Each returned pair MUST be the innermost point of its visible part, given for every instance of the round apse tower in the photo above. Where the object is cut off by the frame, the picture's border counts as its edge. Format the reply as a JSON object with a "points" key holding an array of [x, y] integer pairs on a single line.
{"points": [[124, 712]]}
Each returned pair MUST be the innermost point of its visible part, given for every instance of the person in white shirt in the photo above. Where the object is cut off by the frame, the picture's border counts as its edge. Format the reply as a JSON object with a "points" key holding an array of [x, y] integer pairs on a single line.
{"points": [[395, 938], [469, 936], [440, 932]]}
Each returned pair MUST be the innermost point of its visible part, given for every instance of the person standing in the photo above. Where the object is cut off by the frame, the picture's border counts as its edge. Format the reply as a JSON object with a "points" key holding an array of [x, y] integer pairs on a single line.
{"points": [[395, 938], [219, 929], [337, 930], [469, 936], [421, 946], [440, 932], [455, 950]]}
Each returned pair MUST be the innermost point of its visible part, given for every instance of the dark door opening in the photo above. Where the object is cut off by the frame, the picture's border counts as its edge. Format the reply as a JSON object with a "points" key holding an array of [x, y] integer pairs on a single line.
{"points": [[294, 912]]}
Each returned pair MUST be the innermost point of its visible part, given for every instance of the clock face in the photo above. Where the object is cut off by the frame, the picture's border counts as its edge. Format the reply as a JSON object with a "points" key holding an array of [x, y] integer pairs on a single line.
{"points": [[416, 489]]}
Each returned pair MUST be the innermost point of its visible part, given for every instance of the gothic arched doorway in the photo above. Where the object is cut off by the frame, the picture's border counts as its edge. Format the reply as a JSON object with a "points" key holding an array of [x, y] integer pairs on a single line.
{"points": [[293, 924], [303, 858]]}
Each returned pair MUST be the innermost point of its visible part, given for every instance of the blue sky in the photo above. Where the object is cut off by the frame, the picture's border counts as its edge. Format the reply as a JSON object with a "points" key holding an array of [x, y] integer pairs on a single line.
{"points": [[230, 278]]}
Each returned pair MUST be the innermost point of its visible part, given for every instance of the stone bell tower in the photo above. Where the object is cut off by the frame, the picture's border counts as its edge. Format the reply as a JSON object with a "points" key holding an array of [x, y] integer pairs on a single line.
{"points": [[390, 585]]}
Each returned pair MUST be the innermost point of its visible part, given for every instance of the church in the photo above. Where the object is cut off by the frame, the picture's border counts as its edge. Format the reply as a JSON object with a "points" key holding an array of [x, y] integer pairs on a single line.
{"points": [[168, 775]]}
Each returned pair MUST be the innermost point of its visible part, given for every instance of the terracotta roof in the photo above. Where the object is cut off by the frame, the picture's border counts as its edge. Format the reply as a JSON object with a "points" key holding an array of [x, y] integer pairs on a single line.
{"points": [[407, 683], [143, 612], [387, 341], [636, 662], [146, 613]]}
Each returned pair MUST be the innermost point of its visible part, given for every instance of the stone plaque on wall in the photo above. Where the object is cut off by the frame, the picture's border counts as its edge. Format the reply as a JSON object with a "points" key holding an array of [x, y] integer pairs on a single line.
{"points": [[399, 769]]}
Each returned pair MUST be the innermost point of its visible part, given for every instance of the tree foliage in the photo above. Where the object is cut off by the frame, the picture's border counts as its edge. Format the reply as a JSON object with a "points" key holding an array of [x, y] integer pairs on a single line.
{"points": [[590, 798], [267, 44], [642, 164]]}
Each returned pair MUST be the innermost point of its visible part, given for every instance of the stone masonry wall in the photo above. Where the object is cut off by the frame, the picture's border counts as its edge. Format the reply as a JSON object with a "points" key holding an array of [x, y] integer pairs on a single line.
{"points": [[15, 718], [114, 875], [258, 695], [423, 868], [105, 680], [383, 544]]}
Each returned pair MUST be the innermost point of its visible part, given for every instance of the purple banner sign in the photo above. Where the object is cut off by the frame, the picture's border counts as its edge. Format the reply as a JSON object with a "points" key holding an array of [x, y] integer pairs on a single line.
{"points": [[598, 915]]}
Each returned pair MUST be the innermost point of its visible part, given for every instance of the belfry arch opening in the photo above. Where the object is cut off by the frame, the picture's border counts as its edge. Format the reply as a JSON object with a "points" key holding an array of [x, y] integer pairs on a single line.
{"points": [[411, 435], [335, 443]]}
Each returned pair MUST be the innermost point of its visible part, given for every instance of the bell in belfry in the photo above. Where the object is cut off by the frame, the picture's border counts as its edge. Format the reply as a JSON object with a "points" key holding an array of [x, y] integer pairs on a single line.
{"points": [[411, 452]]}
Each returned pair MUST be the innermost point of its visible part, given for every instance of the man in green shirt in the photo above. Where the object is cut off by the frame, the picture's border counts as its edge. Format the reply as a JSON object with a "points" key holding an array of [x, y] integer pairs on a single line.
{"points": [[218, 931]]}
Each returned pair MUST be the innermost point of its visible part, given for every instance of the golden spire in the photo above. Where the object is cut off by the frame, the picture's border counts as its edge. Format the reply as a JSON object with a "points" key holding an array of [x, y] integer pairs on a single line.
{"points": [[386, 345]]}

● ● ● ● ●

** Exercise requirements **
Update the part of the records that opens with the line containing "of the golden" and closes at the end of the records by replacing "golden spire" with "gilded spire", leaving everything else unchanged.

** Written solution **
Each returned pair MUST be the innermost point of its visible part, given for every instance of the gilded spire in the photo above. Where the object is cut off by the frame, the picture's border counts as its edge. Format the reply as a JSON object with a "points" key holding an array of [x, y] integer pairs on a single line.
{"points": [[386, 345]]}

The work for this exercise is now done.